[20.7.2017] Eine Machbarkeitsstudie zur E-Vergabe hat die Kommunale Datenverarbeitung Region Stuttgart (KDRS) durchgeführt. Diese beleuchtet unter anderem, welche Vor- und Nachteile der Aufbau eines kommunalen Vergabekompetenzzentrums bieten würde.
Die öffentliche Auftragsvergabe ist ein bedeutender Wirtschaftsfaktor: So werden innerhalb der Europäischen Union jährlich öffentliche Aufträge im Wert von über 1,5 Billionen Euro vergeben. Allein in Deutschland führen Bund, Länder und Kommunen jedes Jahr rund 2,4 Millionen Vergaben mit einem Volumen von 150 bis 480 Milliarden Euro durch. Der Anteil der Kommunen daran beläuft sich auf 40 bis 60 Prozent – also auf bis zu 300 Milliarden Euro.
Durch die entsprechenden EU-Vergaberichtlinien und den Entwurf der Unterschwellenvergabeordnung zur Vergabe öffentlicher Aufträge für Liefer- und Dienstleistungsaufträge ist es notwendig, die Vergaben zu digitalisieren. Sämtliche Kommunen und Unternehmen in den Mitgliedstaaten der EU sind verpflichtet, spätestens ab dem 18. Oktober 2018 ihre Vergabeverfahren auf elektronischem Weg durchzuführen. Digitalisiert wird der gesamte Vergabeprozess von der Bekanntmachung bis zur Zuschlagserteilung.
Leitfaden für Kommunen zum Ziel
Nachdem feststand, dass die E-Vergabe zwingend eingeführt werden muss, lag es für die Kommunale Datenverarbeitung Region Stuttgart (KDRS) nahe, gemeinsam mit der Hochschule für öffentliche Verwaltung und Finanzen Ludwigsburg einen Leitfaden für die Kommunen im Land zu erstellen. Zuvor war im Rahmen dieser Kooperation bereits der Leitfaden für das E-Government-Gesetz Baden-Württemberg entstanden. Für die Machbarkeitsstudie erarbeiteten Fachleute der KDRS unter der Leitung von Christoph Ludwig gemeinsam mit Studenten des Vertiefungsstudiengangs „Angewandtes eGovernment“ sowie dem betreuenden Professor Robert Müller-Török, welche Herausforderungen mit der E-Vergabe auf die Kommunen zukommen und welche Lösungsansätze es dafür gibt.
Rahmenbedingungen und Begrifflichkeiten festhalten
Die Machbarkeitsstudie zur E-Vergabe erläutert, inwiefern es notwendig und machbar ist, dass der Zweckverband KDRS die Mitgliedskommunen bei der elektronischen Auftragsvergabe unterstützt. Neben den vergaberechtlichen Rahmenbedingungen und Begrifflichkeiten beleuchtet die Studie den Beschaffungs- und Ausschreibungsprozess aus der kommunalen Praxis. Darauf aufbauend werden die technischen und organisatorischen Anforderungen nach den neuen oder künftigen Bestimmungen erörtert. Außerdem hebt die Studie den Nutzen und Mehrwert von Unterstützungsleistungen für die kommunalen Partner hervor. Ein operatives Einführungsszenario der E-Vergabe hilft bei einer späteren Umsetzung. Abgerundet wird die Studie durch die Bewertung der Stärken und Schwächen eines kommunalen Vergabekompetenzzentrums.

Ziel 1: Filtern Sie aus der nachstehenden Liste sämtliche Zeilen heraus, in denen die Zeichenfolge „snow“ vorkommt.

Daten:

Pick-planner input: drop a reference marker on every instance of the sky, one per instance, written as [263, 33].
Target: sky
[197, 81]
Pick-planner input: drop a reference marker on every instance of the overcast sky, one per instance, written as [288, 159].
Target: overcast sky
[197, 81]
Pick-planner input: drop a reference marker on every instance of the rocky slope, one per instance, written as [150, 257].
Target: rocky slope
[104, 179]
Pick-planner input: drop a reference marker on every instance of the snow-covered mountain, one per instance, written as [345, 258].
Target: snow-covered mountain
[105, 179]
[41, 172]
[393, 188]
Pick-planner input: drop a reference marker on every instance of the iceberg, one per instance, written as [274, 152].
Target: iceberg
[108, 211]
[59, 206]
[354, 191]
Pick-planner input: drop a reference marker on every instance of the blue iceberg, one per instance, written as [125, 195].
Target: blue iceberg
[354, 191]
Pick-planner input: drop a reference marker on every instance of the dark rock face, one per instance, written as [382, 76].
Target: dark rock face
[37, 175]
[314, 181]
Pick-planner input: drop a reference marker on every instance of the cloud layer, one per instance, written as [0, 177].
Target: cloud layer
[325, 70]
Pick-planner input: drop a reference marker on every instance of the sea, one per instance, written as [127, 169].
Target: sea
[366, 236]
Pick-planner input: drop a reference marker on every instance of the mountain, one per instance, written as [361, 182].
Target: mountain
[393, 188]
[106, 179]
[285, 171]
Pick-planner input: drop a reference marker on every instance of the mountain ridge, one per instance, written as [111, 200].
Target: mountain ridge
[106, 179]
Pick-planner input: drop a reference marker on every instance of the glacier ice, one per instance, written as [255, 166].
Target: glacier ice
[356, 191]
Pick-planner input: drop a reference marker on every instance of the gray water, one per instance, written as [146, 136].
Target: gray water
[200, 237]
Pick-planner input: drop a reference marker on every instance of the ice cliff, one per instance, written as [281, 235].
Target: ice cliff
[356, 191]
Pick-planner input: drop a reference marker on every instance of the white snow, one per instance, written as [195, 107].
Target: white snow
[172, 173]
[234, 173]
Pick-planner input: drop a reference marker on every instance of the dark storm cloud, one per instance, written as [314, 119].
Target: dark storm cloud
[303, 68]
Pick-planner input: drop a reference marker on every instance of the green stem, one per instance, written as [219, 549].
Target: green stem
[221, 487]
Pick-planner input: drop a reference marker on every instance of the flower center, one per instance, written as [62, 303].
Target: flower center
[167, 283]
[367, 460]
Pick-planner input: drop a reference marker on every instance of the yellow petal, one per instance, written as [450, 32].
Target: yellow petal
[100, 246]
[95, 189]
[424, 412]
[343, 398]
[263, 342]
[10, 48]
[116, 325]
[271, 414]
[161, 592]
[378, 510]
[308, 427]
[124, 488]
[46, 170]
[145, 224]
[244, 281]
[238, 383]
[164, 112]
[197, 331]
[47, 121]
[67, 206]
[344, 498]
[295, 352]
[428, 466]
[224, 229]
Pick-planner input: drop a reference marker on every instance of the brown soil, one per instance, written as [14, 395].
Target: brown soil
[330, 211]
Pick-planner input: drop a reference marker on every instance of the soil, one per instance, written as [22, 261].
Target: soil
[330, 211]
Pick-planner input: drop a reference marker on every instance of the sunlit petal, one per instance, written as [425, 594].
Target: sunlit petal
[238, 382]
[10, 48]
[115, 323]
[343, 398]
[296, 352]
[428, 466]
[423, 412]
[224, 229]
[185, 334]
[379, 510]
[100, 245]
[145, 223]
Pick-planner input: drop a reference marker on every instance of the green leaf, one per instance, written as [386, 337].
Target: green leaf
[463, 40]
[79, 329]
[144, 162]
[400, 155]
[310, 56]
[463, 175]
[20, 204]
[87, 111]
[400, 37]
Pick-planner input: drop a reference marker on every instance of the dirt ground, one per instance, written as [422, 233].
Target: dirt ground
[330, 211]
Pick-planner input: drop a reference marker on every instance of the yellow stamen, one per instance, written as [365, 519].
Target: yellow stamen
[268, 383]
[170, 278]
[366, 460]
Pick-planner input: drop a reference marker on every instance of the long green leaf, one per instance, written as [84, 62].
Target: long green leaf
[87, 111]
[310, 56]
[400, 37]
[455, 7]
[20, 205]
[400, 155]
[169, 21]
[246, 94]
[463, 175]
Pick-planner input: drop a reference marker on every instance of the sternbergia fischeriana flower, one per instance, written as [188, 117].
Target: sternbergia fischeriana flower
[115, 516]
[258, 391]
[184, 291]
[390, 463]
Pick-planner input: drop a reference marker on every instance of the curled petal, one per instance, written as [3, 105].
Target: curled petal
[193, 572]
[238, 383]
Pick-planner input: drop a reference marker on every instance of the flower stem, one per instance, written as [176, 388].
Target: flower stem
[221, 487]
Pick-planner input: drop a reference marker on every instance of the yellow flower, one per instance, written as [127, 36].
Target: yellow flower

Ziel 2: Geben Sie den folgenden Satz aus dem Quellenauszug zur E-Vergabe auf Englisch wieder: „Digitalisiert wird der gesamte Vergabeprozess von der Bekanntmachung bis zur Zuschlagserteilung.“

Lösung 1:
Pick-planner input: drop a reference marker on every instance of the snow-covered mountain, one per instance, written as [345, 258].
Target: snow-covered mountain
Pick-planner input: drop a reference marker on every instance of the white snow, one per instance, written as [195, 107].
Target: white snow

Lösung 2: The entire procurement process is digitized, from the contract notice to the award of the contract.